Tarefas propostas —
1. Por favor, reproduza o trecho sobre Bogotá e Medellín, começando em "7 - Todas as" e seguindo até "as comunidades carentes.".
2. Segundo o trecho sobre Bogotá e Medellín, quem financiou integralmente o Parque-Biblioteca Espanha?

Trecho fornecido —
*-*-*

Salientemos, outrossim, que o sistema de transporte serve às comunidades que
buscam os parques-biblioteca, de forma tal que os habitantes dos bairros
carentes contam com acesso rápido e barato a essas áreas de cultura e lazer,
pois é possível a um passageiro percorrer vários desses lugares com um só
bilhete.
6 - Com a finalidade de restabelecer a confiança da população nas
autoridades, tanto em Bogotá quanto em Medellín foram ocupados, pelo poder
municipal, os lugares mais problemáticos da cidade. Em Bogotá as ações
ocorreram, inicialmente, em três áreas onde o poder público não estava presente
e que tinham sido tomadas de assalto pelos marginais: El Cartucho (reduto das FARC, no centro velho da cidade), El Tunal e El
Tintal (na periferia, sendo que estas localidades tinham virado núcleos
maioristas de narcotráfico e outras formas de criminalidade). Em Medellín foram ocupados,
inicialmente, o conjunto de favelas Santo Domingo (na parte leste-norte
da cidade, que tinha se convertido em praça forte de guerrilheiros e
milicianos), a perigosa Comuna 13 (dominada pelas FARC) e a Comuna 6,
(controlada por milicianos e traficantes). Depois de ocupadas as áreas mais
problemáticas de ambas as cidades, outras foram objeto da intervenção militar e
social das respectivas Prefeituras, com a criação, em Bogotá e Medellín, de
mais parques-bibliotecas, que hoje somam nove em cada uma dessas cidades.
7 - Todas as obras
foram financiadas pelas respectivas Prefeituras, mediante parcerias
público-privadas (90% do investimento), ou ajuda internacional (10%). Os
empreendimentos sociais chamaram a atenção de governos estrangeiros. A Coroa
espanhola, por exemplo, financiou integralmente o Parque-Biblioteca Espanha, em
Medellín. Nessa mesma cidade, os franceses ajudaram transferindo a tecnologia
para os bondinhos que atendem as comunidades carentes.
8 - Resultados:
entre 1993 e 2007 a taxa de homicídios caiu 79% em Bogotá, passando de 80 por 100 mil habitantes para 17. A taxa, em Medellín, caiu 90%, passando de 311
por 100 mil habitantes, para 26. Além de transporte público e ciclovias, as
duas cidades investiram no ensino, tornando-se epicentro, na América Latina, da
idéia de Cidades Educadoras. Papel importante coube, nesse esforço, à rede pública de Parques-bibliotecas de Bogotá e Medellín, interligados às
outras bibliotecas existentes em cada uma dessas cidades. Assim, aos parques-biblioteca
de Bogotá foram interligadas 26 bibliotecas públicas; em Medellín, foram
vinculadas 34 bibliotecas municipais.

*-*-*

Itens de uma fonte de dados

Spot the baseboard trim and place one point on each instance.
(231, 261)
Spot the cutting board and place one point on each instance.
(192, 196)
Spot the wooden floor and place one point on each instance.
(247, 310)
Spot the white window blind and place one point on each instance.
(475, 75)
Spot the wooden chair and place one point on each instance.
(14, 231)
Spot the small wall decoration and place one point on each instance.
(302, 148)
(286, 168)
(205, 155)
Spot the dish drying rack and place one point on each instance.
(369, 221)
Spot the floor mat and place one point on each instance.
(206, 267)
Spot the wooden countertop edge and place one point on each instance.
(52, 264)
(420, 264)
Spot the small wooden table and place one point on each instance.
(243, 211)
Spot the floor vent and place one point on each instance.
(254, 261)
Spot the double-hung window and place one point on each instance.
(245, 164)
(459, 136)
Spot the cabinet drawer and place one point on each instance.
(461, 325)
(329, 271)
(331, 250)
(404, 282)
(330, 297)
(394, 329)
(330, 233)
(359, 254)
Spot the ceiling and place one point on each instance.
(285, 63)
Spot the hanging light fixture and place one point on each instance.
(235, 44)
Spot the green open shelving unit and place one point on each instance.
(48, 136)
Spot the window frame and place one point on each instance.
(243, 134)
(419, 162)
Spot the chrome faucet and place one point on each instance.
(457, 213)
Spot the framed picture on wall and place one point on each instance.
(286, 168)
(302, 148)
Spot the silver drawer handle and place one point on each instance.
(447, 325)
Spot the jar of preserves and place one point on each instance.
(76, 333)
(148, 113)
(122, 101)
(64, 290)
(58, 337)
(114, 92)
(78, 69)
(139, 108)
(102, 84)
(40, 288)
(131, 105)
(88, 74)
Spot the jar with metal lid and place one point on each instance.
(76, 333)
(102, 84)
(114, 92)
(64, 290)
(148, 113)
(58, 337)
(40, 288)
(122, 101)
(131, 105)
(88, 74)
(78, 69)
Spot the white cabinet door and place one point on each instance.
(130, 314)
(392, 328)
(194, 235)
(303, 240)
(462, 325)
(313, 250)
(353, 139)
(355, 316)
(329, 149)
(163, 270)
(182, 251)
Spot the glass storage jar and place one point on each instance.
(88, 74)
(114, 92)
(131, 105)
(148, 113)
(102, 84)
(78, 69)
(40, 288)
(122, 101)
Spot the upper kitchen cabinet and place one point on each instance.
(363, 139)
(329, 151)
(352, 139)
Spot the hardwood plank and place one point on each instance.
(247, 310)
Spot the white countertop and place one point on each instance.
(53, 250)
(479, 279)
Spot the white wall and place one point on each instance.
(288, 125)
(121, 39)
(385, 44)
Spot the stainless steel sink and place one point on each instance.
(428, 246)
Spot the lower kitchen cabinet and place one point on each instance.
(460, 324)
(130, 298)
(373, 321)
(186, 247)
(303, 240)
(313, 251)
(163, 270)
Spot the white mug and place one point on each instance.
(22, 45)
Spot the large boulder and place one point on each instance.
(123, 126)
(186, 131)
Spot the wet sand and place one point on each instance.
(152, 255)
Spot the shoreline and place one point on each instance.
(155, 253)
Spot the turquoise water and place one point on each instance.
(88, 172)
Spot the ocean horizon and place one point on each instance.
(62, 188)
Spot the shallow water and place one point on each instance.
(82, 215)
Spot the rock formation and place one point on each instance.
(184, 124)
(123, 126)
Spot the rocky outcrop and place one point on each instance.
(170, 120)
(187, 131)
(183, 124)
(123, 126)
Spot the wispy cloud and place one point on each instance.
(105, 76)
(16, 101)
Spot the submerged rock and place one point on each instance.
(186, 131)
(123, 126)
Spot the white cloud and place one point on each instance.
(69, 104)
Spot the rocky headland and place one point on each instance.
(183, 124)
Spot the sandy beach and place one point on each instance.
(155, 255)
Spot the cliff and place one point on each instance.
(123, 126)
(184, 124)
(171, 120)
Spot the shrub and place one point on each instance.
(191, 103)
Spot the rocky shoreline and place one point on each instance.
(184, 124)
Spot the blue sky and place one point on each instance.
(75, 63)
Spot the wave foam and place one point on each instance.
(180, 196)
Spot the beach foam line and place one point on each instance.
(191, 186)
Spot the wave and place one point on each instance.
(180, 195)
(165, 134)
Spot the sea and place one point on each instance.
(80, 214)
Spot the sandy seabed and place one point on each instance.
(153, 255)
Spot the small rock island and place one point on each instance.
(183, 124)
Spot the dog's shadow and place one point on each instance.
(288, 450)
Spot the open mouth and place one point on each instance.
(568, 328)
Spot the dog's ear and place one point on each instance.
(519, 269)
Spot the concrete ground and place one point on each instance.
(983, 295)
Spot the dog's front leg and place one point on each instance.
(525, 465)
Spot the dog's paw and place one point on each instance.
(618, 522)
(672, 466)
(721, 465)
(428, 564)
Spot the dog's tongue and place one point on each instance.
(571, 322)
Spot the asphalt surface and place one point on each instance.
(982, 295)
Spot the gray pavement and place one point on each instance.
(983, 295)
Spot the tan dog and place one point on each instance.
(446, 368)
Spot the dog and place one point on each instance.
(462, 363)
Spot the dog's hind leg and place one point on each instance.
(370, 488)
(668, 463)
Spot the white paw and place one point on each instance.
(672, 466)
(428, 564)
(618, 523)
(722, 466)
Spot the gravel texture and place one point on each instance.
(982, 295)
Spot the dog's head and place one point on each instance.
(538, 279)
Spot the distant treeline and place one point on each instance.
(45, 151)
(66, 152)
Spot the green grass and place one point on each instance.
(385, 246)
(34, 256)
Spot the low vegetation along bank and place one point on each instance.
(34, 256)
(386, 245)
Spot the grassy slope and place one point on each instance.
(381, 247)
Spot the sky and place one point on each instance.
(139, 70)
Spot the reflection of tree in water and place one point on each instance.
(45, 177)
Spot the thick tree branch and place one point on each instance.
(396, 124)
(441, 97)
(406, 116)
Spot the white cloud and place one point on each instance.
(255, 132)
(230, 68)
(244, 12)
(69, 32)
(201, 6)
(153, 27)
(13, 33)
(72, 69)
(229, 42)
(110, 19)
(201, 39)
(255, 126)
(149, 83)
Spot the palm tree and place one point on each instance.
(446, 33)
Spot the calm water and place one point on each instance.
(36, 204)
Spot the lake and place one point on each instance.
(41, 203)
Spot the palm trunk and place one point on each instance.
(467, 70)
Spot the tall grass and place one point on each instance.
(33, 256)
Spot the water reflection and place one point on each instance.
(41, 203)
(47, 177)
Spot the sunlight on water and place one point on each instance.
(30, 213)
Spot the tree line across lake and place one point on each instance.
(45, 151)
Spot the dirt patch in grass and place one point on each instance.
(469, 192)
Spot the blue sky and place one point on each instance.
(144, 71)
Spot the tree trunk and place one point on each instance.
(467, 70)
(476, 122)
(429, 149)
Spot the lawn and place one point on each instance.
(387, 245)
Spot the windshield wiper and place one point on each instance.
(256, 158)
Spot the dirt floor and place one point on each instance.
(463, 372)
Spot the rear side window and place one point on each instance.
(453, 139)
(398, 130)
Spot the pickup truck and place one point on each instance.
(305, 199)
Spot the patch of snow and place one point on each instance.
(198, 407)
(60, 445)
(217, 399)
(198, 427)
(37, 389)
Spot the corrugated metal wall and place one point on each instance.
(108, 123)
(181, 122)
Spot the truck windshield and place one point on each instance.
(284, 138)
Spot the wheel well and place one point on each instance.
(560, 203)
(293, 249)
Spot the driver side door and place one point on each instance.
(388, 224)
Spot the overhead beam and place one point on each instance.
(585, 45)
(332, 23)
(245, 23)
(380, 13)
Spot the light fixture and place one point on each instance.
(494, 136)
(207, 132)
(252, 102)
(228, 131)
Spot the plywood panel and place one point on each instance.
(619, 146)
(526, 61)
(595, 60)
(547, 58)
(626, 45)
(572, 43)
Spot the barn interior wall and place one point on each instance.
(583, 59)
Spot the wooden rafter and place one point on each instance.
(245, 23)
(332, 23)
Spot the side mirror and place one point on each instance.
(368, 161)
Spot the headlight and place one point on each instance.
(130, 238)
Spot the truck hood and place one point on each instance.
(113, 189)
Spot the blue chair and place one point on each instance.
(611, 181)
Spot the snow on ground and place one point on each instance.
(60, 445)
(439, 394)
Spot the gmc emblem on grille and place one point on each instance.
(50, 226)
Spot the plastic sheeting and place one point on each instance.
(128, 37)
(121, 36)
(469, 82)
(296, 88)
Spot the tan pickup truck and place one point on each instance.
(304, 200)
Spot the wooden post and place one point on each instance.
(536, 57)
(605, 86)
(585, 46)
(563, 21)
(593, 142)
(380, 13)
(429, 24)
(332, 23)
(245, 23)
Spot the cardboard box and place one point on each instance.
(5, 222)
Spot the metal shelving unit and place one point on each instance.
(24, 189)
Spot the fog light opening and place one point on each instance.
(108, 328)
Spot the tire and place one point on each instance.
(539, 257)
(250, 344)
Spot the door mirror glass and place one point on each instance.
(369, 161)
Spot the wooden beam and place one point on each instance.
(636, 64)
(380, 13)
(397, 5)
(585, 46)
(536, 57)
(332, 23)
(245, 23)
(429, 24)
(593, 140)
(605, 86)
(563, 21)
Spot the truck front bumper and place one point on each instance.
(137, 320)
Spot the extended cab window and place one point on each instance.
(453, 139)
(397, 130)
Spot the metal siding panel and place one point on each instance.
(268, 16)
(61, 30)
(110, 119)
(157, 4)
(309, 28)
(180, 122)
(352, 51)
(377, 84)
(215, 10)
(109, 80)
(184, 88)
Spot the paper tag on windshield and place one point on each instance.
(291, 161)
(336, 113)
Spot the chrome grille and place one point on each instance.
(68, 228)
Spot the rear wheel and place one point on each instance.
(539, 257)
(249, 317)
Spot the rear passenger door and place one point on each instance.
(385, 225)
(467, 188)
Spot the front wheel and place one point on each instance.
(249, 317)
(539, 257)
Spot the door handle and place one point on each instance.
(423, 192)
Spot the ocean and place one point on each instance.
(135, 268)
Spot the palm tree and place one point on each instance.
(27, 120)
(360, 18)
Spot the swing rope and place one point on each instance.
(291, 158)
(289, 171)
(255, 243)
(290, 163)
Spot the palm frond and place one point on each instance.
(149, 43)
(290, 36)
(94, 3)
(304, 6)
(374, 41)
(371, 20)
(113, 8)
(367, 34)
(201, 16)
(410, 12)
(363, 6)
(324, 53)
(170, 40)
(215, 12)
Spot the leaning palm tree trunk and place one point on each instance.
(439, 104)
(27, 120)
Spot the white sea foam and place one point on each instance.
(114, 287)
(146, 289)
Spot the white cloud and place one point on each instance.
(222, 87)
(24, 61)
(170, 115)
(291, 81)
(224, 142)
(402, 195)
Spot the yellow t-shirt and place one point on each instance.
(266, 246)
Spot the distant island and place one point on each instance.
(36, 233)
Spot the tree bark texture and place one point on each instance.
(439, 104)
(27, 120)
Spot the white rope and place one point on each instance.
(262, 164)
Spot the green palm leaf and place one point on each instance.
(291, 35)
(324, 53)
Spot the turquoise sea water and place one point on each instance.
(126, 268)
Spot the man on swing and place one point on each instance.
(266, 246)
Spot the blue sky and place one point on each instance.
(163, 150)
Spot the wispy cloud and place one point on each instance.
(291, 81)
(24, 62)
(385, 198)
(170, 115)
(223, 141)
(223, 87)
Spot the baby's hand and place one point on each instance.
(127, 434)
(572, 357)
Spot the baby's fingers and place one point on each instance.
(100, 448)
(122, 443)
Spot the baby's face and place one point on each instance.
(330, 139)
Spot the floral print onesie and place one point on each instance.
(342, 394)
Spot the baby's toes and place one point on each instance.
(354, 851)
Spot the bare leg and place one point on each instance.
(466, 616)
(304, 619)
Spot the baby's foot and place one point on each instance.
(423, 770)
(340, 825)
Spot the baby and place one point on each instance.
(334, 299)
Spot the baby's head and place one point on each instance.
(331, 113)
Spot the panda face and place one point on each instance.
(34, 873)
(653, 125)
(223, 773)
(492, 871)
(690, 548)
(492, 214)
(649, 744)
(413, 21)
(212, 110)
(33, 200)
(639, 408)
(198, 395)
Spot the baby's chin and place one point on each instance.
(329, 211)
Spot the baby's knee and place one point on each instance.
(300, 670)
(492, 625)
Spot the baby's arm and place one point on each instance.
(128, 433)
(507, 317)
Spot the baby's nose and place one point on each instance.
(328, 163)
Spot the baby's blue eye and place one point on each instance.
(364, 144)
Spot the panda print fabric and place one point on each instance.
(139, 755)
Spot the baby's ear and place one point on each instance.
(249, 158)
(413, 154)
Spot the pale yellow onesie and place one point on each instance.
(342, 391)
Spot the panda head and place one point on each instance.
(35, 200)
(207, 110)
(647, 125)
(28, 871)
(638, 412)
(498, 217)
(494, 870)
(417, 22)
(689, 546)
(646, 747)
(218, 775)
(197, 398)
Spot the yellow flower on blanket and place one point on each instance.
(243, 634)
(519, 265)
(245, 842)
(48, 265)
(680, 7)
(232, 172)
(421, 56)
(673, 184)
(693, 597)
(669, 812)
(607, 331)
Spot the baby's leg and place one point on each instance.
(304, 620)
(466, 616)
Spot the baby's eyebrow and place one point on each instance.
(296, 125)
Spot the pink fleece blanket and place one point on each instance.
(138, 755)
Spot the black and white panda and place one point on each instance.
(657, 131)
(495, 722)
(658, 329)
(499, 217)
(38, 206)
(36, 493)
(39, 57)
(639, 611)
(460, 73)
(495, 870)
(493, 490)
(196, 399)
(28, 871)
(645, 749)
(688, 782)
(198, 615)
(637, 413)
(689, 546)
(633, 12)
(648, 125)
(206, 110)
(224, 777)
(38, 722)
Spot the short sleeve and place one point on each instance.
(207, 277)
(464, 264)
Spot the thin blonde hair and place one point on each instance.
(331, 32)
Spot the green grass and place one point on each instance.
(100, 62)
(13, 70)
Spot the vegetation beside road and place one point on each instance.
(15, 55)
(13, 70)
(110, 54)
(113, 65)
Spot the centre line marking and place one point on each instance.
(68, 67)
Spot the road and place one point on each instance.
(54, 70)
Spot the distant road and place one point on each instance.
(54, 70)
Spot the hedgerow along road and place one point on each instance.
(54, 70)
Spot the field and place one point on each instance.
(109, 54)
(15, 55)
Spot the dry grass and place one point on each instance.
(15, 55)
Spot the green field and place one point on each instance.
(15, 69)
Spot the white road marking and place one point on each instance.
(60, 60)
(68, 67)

*-*-*

Tarefas resolvidas —
1.
7 - Todas as obras
foram financiadas pelas respectivas Prefeituras, mediante parcerias
público-privadas (90% do investimento), ou ajuda internacional (10%). Os
empreendimentos sociais chamaram a atenção de governos estrangeiros. A Coroa
espanhola, por exemplo, financiou integralmente o Parque-Biblioteca Espanha, em
Medellín. Nessa mesma cidade, os franceses ajudaram transferindo a tecnologia
para os bondinhos que atendem as comunidades carentes.

2. A Coroa espanhola.